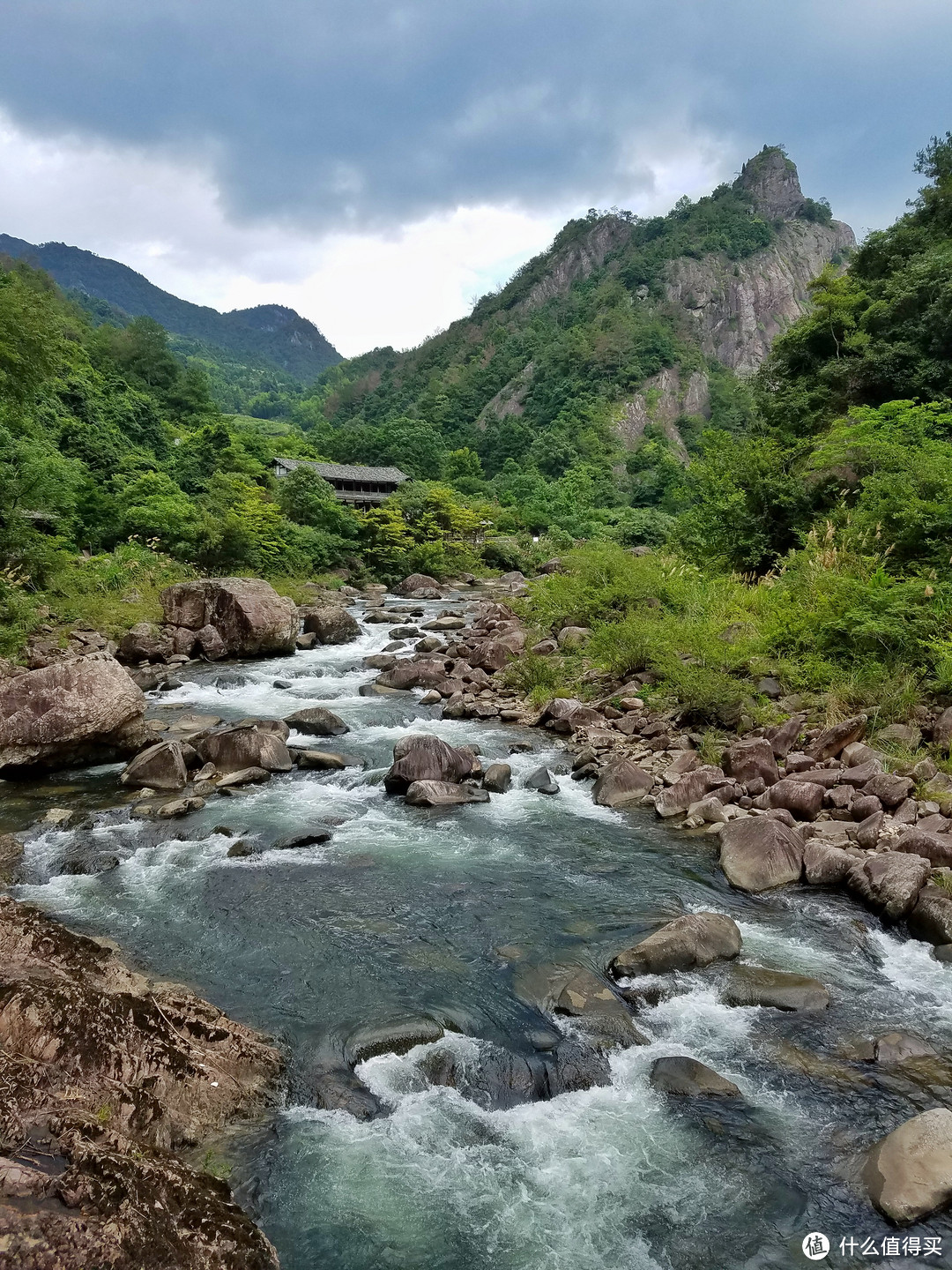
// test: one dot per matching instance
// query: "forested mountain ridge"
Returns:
(270, 335)
(620, 324)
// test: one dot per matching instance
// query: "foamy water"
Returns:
(412, 914)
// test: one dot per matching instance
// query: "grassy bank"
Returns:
(830, 626)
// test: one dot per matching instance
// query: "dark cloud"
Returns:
(376, 112)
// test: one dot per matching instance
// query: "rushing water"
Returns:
(412, 914)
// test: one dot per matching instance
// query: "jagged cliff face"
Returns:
(576, 260)
(735, 309)
(663, 400)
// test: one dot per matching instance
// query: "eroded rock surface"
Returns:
(117, 1072)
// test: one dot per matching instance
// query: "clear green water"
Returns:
(401, 915)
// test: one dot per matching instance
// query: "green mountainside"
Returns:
(264, 338)
(791, 467)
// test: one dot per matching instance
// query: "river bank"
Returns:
(450, 920)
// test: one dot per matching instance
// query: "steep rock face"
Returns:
(576, 260)
(661, 400)
(104, 1073)
(81, 710)
(248, 615)
(735, 309)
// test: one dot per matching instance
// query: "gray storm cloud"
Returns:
(374, 113)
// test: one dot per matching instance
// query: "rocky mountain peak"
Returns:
(770, 179)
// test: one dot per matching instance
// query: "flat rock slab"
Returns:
(909, 1171)
(756, 986)
(691, 941)
(688, 1077)
(761, 854)
(443, 794)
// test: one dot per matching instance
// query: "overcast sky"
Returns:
(377, 164)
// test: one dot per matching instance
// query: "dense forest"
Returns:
(814, 519)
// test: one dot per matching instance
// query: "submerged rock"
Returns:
(316, 721)
(909, 1171)
(761, 854)
(598, 1009)
(541, 781)
(331, 624)
(686, 1076)
(756, 986)
(421, 757)
(242, 746)
(247, 615)
(621, 784)
(691, 941)
(498, 778)
(115, 1071)
(159, 767)
(443, 794)
(80, 710)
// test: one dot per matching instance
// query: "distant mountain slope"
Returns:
(267, 333)
(622, 325)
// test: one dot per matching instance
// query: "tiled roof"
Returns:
(346, 471)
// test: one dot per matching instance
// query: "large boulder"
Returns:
(316, 721)
(414, 675)
(80, 710)
(759, 854)
(426, 758)
(909, 1171)
(686, 1076)
(752, 759)
(242, 746)
(936, 848)
(443, 794)
(802, 799)
(594, 1005)
(331, 624)
(689, 788)
(417, 582)
(825, 865)
(159, 767)
(756, 986)
(145, 643)
(683, 944)
(932, 915)
(890, 882)
(833, 741)
(621, 784)
(248, 614)
(890, 790)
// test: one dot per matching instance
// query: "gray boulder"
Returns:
(316, 721)
(498, 779)
(621, 784)
(541, 781)
(931, 918)
(443, 794)
(689, 1079)
(242, 746)
(909, 1171)
(889, 883)
(331, 624)
(80, 710)
(831, 742)
(756, 986)
(684, 944)
(761, 854)
(752, 759)
(248, 615)
(424, 758)
(159, 767)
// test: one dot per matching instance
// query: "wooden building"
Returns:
(358, 487)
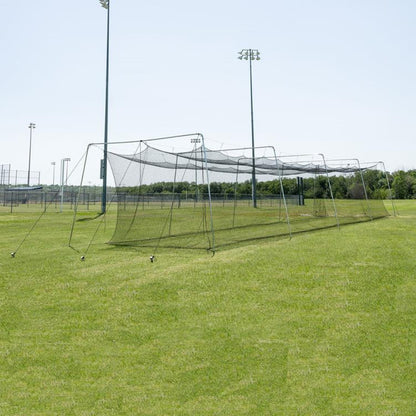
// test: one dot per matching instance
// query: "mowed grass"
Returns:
(323, 324)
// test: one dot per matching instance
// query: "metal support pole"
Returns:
(106, 5)
(31, 127)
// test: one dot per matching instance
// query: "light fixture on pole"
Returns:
(64, 178)
(251, 55)
(31, 127)
(53, 175)
(106, 5)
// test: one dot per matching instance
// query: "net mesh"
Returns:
(200, 198)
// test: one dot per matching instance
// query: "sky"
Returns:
(335, 77)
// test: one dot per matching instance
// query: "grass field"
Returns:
(323, 324)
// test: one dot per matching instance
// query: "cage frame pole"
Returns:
(330, 190)
(204, 151)
(282, 191)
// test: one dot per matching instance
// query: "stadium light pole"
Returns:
(251, 55)
(106, 5)
(53, 174)
(31, 127)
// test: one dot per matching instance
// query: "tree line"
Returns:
(377, 184)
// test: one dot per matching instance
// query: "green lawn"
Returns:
(322, 324)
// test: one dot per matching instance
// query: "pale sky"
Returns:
(335, 76)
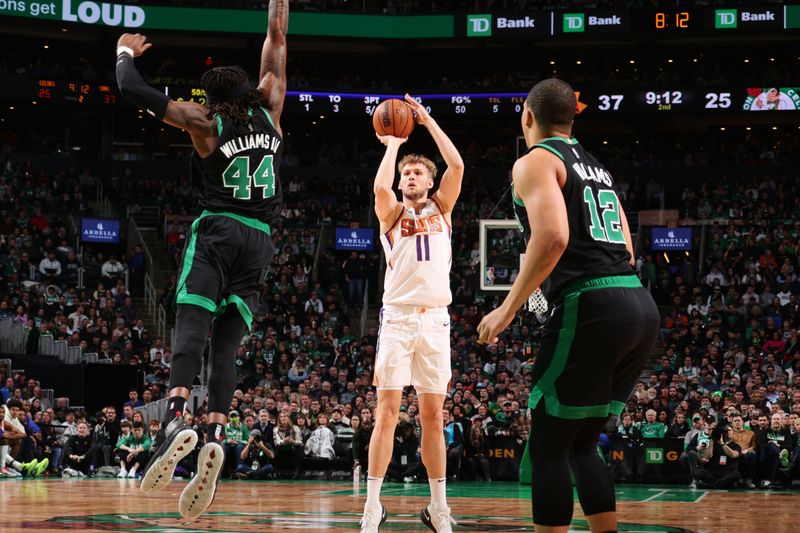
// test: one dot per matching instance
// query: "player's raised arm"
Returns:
(189, 116)
(536, 183)
(626, 231)
(450, 186)
(385, 199)
(272, 76)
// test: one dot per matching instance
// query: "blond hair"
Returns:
(411, 159)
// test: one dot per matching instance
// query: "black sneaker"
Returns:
(180, 441)
(437, 520)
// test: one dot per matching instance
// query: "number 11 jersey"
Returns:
(418, 257)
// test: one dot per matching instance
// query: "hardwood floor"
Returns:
(117, 505)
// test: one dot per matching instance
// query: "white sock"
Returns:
(374, 491)
(438, 492)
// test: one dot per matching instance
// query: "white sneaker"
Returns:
(438, 520)
(199, 493)
(373, 519)
(159, 471)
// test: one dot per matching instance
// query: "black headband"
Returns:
(240, 90)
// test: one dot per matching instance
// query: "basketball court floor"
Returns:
(117, 505)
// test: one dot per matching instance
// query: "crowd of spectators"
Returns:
(729, 331)
(731, 365)
(508, 69)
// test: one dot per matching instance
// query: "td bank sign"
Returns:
(486, 25)
(86, 12)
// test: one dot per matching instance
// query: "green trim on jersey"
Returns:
(549, 148)
(545, 388)
(241, 306)
(247, 221)
(184, 297)
(562, 139)
(188, 259)
(269, 117)
(517, 199)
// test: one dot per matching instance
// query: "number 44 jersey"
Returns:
(241, 174)
(596, 242)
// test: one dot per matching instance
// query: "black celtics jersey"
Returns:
(596, 242)
(241, 174)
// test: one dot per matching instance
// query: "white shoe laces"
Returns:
(370, 521)
(444, 521)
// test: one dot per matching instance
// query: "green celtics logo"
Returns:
(260, 522)
(772, 99)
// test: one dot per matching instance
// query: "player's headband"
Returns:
(231, 94)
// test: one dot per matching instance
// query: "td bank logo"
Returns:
(574, 23)
(479, 25)
(725, 19)
(654, 456)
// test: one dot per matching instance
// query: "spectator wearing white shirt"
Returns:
(76, 318)
(50, 267)
(785, 296)
(314, 303)
(715, 274)
(112, 270)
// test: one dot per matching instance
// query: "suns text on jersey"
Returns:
(412, 226)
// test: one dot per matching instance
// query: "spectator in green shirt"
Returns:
(236, 437)
(652, 429)
(133, 451)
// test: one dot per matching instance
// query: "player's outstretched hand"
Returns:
(135, 41)
(391, 139)
(421, 114)
(493, 325)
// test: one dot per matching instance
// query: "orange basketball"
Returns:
(393, 117)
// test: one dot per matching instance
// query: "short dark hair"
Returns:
(553, 103)
(223, 85)
(13, 402)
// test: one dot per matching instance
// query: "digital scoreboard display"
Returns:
(590, 102)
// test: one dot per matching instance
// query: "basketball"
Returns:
(393, 117)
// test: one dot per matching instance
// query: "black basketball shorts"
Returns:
(594, 347)
(226, 259)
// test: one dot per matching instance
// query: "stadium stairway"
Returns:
(159, 268)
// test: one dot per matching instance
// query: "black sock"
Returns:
(216, 432)
(176, 406)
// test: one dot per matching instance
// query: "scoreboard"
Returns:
(78, 92)
(594, 102)
(711, 21)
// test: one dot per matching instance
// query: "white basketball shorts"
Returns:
(413, 349)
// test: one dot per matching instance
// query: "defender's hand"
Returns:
(421, 114)
(135, 41)
(493, 325)
(386, 140)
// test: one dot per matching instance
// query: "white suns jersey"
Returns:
(418, 255)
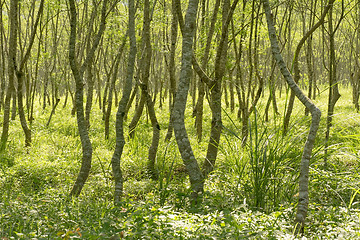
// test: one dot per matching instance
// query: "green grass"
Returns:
(250, 195)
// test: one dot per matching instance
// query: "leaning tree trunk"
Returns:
(220, 63)
(181, 136)
(296, 64)
(11, 70)
(315, 115)
(120, 140)
(79, 94)
(20, 77)
(334, 94)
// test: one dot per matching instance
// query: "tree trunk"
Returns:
(11, 70)
(79, 94)
(120, 140)
(195, 175)
(315, 115)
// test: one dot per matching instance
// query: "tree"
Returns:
(181, 136)
(120, 140)
(79, 95)
(315, 121)
(10, 90)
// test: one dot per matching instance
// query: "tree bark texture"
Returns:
(315, 114)
(193, 169)
(120, 140)
(14, 4)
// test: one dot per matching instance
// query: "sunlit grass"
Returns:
(252, 194)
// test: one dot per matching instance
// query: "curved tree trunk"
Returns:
(193, 169)
(120, 140)
(11, 70)
(79, 94)
(315, 114)
(296, 64)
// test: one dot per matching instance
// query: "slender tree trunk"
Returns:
(220, 64)
(79, 93)
(334, 94)
(172, 69)
(193, 169)
(11, 70)
(120, 140)
(296, 64)
(315, 115)
(199, 108)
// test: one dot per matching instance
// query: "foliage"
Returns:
(250, 195)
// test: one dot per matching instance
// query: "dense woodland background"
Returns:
(179, 119)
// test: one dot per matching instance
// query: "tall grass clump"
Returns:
(263, 173)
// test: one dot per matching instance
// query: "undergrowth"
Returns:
(252, 194)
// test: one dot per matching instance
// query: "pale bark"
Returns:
(315, 114)
(334, 94)
(199, 108)
(193, 169)
(120, 140)
(79, 93)
(296, 64)
(172, 69)
(215, 90)
(11, 70)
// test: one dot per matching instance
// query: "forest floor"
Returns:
(252, 194)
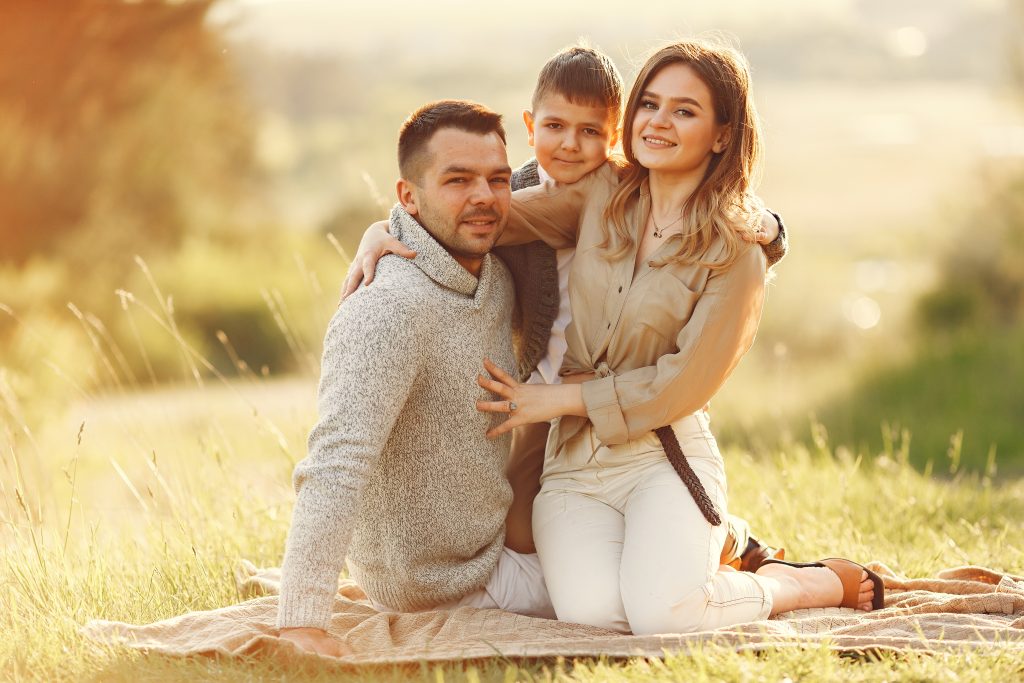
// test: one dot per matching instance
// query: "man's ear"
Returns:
(407, 196)
(527, 118)
(722, 141)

Your objective.
Return each line of the records above that contains the string "number". Matching is case-sensitive.

Problem solution.
// query: "number 11 jersey"
// query: "number 44 jersey"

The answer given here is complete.